WRITTEN REQUEST
Resume the article below about the dedication of the Black pioneer monument at This is the Place Heritage Park, picking up after its last sentence.

EXTRACT TO READ
— begin —
Ellis Ivory, chairman of the board for This is the Place Heritage Park Foundation, conducted the event, which featured a stirring invocation from Betty Sawyer, president of the Ogden Utah NCAAP; remarks by Bonner and Utah Gov. Spencer Cox; a rousing musical number from members of the Bonner family; and the dedicatory prayer by President M. Russell Ballard, acting president of the Quorum of the Twelve Apostles of The Church of Jesus Christ of Latter-day Saints. Elder D. Todd Christofferson, also of the Quorum of the Twelve, was also in attendance.

Mauli Junior Bonner becomes emotional as he speaks to a large crowd in attendance at the dedication ceremony of a new black Pioneer monument.
Mauli Junior Bonner becomes emotional as he speaks to a large crowd in attendance at the dedication ceremony of a new black Pioneer monument at This is the Place Heritage Park in Salt Lake City on Friday, July 22, 2022.. | Scott G Winterton, Deseret News

“We have the opportunity to dedicate a wonderful memorial of statues and features here at This is the Place Heritage Park where people will come for generations to come, we hope, and see the diversity and the reality that the state of Utah is a state where God’s children of all cultures, of all races, can come worship together and enjoy and love one another,” President Ballard said before offering the dedicatory prayer.

The program

The idea for the new monument was kindled on May 7, 2021, when Ivory met Bonner and Tamu Smith, a descendant of Green Flake. Ivory showed them a picture on his wall of his ancestor, Matthew Ivory, who was in the same vanguard company.

“That’s how this whole journey began,” Ivory said.

The statues of Flake, Wales, Smith and James with her sons were sculpted by Stephanie and Roger Hunt.

Bonner’s remarks, often interrupted with applause and cheers, centered on drawing strength from pioneer stories and ancestors.

“We tell the stories to celebrate those who endured something that we will never fully understand. ... We tell the stories because they are true, because they endured it, because we all have the opportunity to draw strength from them. Can we not draw strength from them?” he said, referring to the statues.

Cox recently learned that one of his ancestors was a slaveholder in North Carolina. The man sold his slaves after joining The Church of Jesus Christ of Latter-day Saints but one orphan named Sammy Lamb remained with the family and journeyed to Utah where he lost his life in an accident.

Cox expressed gratitude for the church working with the community to honor these pioneers in a “unifying way.”

“This shows that there is a different path,” he said. “We don’t have to choose one or the other. It can be about bringing people together.”

In her invocation, Sawyer praised the courage and faith of the Black pioneers and prayed that all who visit the monument would follow the example of the Rev. Amos C. Brown from San Francisco’s Third Baptist Church, who believes in a “ritual of remembrance” — daily, weekly and monthly reflection instead of just once a year or on special occasions.
— end —
MATERIAL
— begin —
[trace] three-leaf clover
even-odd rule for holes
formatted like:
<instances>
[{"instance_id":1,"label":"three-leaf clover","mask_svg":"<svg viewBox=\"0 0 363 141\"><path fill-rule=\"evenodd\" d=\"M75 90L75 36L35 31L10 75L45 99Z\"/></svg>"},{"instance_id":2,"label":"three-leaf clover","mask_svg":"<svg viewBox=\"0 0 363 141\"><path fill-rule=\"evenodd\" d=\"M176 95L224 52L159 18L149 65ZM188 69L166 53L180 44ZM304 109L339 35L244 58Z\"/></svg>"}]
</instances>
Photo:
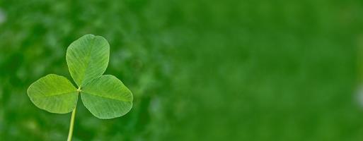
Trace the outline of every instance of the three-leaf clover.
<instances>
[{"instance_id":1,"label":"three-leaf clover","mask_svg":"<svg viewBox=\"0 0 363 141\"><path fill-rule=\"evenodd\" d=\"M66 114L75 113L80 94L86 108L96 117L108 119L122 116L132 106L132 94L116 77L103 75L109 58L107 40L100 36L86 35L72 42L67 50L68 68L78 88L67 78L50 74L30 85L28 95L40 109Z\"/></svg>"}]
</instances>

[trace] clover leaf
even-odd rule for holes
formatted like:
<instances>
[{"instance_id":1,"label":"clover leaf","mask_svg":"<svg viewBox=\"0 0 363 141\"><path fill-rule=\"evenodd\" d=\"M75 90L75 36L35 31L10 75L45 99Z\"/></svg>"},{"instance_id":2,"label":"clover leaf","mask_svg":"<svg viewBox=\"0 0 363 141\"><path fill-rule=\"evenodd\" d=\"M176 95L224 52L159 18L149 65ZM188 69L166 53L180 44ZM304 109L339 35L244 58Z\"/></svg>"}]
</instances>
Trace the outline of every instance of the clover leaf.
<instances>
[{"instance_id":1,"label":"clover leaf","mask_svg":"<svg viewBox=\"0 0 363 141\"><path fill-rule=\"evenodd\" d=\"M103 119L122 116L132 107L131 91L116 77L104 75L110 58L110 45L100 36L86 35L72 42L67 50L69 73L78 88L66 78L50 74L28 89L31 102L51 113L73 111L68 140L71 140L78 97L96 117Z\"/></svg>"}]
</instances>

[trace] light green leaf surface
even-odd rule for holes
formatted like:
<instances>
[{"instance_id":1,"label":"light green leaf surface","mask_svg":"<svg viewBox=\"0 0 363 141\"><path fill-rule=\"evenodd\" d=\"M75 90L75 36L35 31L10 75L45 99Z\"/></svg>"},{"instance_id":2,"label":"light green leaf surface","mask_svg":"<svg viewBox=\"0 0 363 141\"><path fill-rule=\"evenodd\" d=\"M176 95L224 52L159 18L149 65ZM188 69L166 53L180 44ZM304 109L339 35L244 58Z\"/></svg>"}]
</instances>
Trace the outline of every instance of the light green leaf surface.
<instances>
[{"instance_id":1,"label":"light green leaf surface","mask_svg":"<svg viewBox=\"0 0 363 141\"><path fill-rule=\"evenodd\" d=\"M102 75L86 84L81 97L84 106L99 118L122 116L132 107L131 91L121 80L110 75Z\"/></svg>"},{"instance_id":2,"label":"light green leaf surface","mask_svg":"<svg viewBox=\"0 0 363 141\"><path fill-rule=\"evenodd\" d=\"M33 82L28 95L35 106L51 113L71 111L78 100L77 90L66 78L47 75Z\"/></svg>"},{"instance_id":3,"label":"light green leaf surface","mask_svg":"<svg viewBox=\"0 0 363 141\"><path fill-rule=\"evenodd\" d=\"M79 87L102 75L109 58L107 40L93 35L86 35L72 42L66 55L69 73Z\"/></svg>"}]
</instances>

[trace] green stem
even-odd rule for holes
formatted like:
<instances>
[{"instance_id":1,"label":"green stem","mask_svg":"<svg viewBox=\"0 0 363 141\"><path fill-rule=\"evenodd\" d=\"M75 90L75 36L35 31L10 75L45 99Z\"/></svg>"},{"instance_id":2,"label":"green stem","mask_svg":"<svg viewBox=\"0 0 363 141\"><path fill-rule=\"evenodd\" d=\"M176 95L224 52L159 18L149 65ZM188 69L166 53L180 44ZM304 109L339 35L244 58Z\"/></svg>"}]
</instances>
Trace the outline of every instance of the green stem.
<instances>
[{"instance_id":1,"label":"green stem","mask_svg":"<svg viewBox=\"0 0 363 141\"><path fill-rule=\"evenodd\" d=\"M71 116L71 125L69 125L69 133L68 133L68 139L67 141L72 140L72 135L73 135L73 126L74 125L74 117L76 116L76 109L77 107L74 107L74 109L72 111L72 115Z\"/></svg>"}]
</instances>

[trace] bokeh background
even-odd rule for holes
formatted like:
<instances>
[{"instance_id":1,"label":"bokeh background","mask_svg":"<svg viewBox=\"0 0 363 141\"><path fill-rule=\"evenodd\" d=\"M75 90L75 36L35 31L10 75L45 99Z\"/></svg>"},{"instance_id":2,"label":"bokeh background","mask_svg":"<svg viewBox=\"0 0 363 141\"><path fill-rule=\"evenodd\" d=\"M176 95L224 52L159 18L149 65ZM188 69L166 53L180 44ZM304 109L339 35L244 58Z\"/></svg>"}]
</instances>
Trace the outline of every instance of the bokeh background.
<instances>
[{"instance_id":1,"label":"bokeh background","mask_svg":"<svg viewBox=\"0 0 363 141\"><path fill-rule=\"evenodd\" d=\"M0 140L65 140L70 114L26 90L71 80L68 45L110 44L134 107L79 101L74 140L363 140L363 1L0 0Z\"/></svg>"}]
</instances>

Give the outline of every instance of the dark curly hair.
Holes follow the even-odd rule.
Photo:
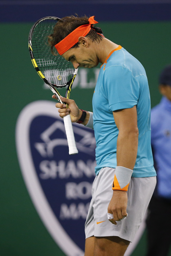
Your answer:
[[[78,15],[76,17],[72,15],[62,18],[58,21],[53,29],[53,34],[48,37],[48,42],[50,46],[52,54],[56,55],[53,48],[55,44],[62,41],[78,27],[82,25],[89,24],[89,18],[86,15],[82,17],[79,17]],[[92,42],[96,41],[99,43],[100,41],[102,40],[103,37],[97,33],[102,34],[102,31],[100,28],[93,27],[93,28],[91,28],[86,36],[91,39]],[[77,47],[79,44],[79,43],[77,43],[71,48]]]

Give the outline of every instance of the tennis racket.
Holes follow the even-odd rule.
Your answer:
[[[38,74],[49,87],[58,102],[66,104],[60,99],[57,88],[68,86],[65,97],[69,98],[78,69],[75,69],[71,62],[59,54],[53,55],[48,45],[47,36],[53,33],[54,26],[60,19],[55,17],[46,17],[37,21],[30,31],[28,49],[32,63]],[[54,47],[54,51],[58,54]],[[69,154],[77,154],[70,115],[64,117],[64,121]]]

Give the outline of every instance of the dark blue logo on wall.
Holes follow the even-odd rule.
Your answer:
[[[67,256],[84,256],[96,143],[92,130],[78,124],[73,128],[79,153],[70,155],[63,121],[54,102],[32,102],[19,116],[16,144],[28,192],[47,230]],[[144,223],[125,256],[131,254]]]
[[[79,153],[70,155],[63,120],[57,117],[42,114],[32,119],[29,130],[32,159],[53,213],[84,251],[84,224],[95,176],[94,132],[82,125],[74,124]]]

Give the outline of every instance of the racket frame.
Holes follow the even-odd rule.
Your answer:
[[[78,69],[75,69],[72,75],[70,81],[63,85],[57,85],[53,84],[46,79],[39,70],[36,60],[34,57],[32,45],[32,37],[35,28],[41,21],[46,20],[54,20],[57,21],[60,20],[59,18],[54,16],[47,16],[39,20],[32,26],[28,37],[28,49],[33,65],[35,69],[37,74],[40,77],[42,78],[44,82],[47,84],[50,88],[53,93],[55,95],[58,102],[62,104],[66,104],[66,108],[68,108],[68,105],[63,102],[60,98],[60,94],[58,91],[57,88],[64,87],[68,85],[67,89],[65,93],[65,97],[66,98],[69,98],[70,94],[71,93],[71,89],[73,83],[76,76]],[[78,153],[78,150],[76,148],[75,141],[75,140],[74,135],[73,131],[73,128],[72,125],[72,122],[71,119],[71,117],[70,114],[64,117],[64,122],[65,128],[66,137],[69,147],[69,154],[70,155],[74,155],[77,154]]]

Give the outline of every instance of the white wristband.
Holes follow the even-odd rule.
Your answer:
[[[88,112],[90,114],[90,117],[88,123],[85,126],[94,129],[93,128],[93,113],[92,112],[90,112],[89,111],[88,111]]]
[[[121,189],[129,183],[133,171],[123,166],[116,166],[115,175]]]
— end —
— begin —
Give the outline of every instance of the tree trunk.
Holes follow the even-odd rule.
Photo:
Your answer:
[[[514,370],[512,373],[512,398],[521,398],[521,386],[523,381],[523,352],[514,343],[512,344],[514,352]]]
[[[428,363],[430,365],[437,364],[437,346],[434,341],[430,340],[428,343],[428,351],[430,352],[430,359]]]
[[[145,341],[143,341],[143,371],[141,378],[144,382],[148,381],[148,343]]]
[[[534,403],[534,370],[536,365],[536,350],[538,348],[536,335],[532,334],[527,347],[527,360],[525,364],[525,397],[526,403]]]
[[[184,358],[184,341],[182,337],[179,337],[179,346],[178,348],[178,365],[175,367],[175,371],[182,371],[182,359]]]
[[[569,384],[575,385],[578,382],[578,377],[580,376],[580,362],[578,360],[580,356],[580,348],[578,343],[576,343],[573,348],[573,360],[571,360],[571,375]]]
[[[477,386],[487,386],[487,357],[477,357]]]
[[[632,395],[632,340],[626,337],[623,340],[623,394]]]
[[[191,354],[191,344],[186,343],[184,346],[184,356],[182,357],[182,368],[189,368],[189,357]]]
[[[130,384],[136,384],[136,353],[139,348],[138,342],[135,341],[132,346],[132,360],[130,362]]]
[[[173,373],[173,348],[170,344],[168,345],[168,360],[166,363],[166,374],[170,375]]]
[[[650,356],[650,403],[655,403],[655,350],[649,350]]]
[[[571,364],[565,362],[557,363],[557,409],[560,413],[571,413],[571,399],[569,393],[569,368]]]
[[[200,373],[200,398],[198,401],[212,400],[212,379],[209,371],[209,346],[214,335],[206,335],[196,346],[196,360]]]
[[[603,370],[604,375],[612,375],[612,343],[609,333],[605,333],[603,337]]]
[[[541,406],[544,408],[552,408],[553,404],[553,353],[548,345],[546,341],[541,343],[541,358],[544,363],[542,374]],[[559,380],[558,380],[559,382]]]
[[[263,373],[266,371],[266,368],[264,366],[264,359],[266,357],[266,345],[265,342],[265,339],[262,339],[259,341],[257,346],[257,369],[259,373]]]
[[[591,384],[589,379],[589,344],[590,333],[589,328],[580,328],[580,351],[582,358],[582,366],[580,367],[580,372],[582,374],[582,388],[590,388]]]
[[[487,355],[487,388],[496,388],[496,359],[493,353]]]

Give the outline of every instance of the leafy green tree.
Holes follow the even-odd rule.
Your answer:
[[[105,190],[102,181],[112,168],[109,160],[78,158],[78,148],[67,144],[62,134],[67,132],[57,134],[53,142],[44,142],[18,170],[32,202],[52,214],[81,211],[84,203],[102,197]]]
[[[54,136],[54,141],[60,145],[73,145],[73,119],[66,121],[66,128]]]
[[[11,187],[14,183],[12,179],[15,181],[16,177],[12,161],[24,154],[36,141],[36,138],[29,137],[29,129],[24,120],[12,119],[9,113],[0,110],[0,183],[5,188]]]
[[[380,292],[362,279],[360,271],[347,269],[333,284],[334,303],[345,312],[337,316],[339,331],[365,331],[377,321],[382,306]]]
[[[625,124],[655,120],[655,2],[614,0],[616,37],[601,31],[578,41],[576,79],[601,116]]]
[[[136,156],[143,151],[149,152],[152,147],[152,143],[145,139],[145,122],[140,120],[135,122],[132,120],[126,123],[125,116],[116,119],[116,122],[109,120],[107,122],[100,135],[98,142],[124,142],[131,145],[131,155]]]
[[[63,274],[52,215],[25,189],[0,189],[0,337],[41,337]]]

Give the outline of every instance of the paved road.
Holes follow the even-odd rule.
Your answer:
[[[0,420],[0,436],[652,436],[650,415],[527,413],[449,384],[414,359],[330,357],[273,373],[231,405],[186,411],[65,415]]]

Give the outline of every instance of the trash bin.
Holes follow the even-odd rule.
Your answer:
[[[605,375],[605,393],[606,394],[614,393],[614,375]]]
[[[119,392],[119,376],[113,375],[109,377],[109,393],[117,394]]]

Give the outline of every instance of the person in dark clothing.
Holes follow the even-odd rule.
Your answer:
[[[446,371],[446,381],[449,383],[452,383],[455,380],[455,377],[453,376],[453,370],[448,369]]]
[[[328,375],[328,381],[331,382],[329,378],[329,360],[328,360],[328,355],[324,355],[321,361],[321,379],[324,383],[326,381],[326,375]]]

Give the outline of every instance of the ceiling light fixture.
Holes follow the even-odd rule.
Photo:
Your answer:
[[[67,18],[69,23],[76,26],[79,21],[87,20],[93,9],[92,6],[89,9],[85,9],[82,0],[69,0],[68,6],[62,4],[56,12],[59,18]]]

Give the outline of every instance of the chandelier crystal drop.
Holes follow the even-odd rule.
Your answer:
— end —
— begin —
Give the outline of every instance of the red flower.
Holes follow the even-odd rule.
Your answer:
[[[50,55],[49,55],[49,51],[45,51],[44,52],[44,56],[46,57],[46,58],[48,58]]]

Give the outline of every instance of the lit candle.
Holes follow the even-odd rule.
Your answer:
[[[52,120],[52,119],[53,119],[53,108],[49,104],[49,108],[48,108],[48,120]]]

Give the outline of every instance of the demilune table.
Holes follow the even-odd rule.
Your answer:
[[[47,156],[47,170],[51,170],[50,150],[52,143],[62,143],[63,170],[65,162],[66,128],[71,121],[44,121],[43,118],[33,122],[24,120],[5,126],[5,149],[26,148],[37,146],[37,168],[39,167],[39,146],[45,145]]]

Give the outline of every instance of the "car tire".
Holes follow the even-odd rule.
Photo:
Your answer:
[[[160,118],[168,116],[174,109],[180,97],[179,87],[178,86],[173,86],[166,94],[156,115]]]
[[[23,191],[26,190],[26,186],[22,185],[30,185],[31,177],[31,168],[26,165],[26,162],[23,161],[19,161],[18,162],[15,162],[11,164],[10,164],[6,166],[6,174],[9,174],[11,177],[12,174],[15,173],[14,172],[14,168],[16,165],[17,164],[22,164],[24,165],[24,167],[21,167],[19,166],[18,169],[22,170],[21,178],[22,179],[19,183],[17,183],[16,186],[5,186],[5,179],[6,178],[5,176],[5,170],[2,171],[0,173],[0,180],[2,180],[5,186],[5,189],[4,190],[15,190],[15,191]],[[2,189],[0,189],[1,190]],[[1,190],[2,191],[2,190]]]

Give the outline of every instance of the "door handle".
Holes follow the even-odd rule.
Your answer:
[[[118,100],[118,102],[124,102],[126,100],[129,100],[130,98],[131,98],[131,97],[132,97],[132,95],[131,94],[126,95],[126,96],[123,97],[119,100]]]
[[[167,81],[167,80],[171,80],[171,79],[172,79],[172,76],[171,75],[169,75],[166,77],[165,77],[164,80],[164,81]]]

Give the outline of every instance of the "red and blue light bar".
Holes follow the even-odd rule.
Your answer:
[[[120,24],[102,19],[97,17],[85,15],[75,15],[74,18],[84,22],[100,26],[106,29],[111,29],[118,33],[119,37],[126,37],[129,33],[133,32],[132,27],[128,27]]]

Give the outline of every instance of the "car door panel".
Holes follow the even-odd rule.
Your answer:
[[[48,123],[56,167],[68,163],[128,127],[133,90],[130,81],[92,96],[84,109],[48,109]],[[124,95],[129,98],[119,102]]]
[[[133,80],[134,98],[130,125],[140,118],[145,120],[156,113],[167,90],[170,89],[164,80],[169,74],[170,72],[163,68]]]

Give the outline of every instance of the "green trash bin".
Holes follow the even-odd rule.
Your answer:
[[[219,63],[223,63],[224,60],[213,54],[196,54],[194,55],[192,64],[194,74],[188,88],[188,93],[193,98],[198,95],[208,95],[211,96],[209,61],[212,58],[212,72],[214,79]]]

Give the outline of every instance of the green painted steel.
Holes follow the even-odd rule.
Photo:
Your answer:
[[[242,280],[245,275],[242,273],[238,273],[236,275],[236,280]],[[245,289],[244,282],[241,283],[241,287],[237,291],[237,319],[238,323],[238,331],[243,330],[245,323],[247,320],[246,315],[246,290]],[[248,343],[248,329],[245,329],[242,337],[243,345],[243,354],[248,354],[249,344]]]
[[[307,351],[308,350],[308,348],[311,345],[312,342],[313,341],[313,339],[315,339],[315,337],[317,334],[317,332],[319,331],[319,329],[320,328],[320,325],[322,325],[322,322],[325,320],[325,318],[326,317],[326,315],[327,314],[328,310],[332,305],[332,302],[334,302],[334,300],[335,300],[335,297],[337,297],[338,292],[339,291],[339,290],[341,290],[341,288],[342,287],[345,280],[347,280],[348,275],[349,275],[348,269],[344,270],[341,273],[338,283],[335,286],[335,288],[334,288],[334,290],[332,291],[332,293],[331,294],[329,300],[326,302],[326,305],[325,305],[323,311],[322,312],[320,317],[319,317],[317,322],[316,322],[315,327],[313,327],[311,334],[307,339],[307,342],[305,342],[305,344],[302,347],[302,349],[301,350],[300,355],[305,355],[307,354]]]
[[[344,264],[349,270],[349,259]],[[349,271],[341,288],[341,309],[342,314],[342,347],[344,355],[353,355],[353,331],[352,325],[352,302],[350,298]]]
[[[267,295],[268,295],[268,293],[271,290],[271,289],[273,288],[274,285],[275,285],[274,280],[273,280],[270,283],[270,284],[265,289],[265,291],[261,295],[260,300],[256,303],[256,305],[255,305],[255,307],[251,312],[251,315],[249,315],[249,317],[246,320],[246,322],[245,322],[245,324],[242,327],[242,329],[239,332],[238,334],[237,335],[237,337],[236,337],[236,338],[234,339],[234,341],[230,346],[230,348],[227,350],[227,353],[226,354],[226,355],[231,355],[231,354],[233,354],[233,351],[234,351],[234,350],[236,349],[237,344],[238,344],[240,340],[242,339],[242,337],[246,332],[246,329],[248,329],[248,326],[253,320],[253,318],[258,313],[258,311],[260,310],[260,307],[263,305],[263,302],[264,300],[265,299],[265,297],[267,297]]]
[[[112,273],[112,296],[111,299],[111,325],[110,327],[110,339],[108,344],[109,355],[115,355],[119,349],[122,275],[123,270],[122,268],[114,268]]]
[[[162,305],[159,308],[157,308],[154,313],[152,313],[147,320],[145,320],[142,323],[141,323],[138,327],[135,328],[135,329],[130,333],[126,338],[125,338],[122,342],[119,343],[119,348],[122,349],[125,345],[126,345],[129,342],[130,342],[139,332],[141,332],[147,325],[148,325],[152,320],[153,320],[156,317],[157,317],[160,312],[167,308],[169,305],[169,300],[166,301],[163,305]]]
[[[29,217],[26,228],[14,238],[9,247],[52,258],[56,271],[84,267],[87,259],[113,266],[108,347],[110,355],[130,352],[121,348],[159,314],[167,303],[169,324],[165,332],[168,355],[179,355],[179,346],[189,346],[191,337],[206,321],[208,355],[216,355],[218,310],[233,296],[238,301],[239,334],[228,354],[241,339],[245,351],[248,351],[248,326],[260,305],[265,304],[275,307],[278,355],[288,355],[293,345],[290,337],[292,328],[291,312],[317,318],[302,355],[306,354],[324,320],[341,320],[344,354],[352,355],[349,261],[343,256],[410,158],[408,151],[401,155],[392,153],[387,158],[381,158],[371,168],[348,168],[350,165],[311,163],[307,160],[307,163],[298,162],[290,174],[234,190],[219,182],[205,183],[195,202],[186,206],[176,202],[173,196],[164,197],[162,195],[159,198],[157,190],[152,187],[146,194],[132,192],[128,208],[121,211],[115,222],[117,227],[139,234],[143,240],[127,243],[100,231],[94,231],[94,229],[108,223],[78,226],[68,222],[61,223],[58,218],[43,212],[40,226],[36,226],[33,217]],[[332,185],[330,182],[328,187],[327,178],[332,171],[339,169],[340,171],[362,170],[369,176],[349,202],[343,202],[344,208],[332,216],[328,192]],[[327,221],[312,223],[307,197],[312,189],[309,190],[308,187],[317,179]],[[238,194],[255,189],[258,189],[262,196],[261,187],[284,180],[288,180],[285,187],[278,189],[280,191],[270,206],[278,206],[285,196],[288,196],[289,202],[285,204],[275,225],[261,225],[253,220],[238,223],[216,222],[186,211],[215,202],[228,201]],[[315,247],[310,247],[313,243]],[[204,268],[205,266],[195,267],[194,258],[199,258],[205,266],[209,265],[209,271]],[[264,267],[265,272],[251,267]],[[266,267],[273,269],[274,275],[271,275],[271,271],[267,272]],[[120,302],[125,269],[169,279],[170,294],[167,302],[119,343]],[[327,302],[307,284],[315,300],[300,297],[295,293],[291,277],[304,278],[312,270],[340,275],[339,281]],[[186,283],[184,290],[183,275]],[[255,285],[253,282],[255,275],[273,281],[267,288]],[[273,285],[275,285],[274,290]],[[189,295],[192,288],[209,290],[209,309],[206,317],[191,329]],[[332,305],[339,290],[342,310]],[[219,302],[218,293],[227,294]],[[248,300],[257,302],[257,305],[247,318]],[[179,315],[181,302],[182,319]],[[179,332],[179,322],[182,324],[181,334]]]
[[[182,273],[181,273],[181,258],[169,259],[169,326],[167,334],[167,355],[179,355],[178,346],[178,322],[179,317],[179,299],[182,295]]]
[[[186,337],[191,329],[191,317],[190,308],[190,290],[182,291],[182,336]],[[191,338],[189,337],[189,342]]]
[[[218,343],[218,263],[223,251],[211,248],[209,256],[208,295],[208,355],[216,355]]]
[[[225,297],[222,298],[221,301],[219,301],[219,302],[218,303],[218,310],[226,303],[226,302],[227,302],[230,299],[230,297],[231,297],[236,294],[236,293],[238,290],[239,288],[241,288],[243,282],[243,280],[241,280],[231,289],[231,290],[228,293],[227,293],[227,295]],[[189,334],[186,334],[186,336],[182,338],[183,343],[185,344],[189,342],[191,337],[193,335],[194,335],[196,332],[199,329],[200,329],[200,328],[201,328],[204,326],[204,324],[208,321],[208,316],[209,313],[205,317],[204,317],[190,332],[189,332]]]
— end —
RIGHT ANSWER
“Let us be empowered and emboldened to act with compassion toward others as we reflect on their stories and the importance of their lives and their work in the history of this great state and this great nation,” Sawyer said.

The dedicatory prayer

In his dedicatory prayer, President Ballard expressed gratitude and requested blessings for the Black pioneers and friends in the Black community. He prayed for heaven to watch over the new monument and many others in the park that “remind us of who we are and what blessings we enjoy because of those pioneers.”

“May this wonderful presentation live here at the park as a reminder and a remembrance for all of us how precious every living soul, every one of God’s children are unto him and to each one of us,” the apostle said.

The unveiling

The unveiling was an emotional and spiritual experience for several Green Flake descendants.

“I don’t even have the words to describe it,” said Tamu Smith, who was involved in the monument planning from the beginning. “It was like being rediscovered by your family, like being adopted and then finding your real family. It was very similar to that because these are stories that we’ve known for a long time. ... To be able to have your story validated by leaders, by the governor, by all of these people and also to have it be put in a place to where not only do you not have to fight to tell it anymore, but now people can come in and start to get the remnants of it themselves. So the unveiling for me was speaking a truth and having that truth honored.”

Elden Udell, a descendant from Clovis, California, described the moment as “overwhelming.”

“I couldn’t ask for a more wonderful experience,” he said. “I never thought anything like this (the creation of a monument) was even possible, much less come to fruition.”

It was the first time Cox had seen the statues. He had seen some original drawings, but purposely wanted to experience the unveiling with the crowd. He appreciated the music performed by the Bonner family and the diversity of those in attendance.

“It was breathtaking,” he said. “Just to see those statues together, the kind of the fierce determination and power in those in those faces. It was a beautiful moment.”

‘Missing piece of history’

The monument appropriately honors the memory of great pioneers, Elder Christofferson said, and the meaning was enhanced because Friday’s event took place on July 22, the exact day of the 175th anniversary of the first pioneers to enter the Salt Lake Valley.

Thousands attend the dedication ceremony of a new Black pioneer monument at This is the Place Heritage Park in Salt Lake City.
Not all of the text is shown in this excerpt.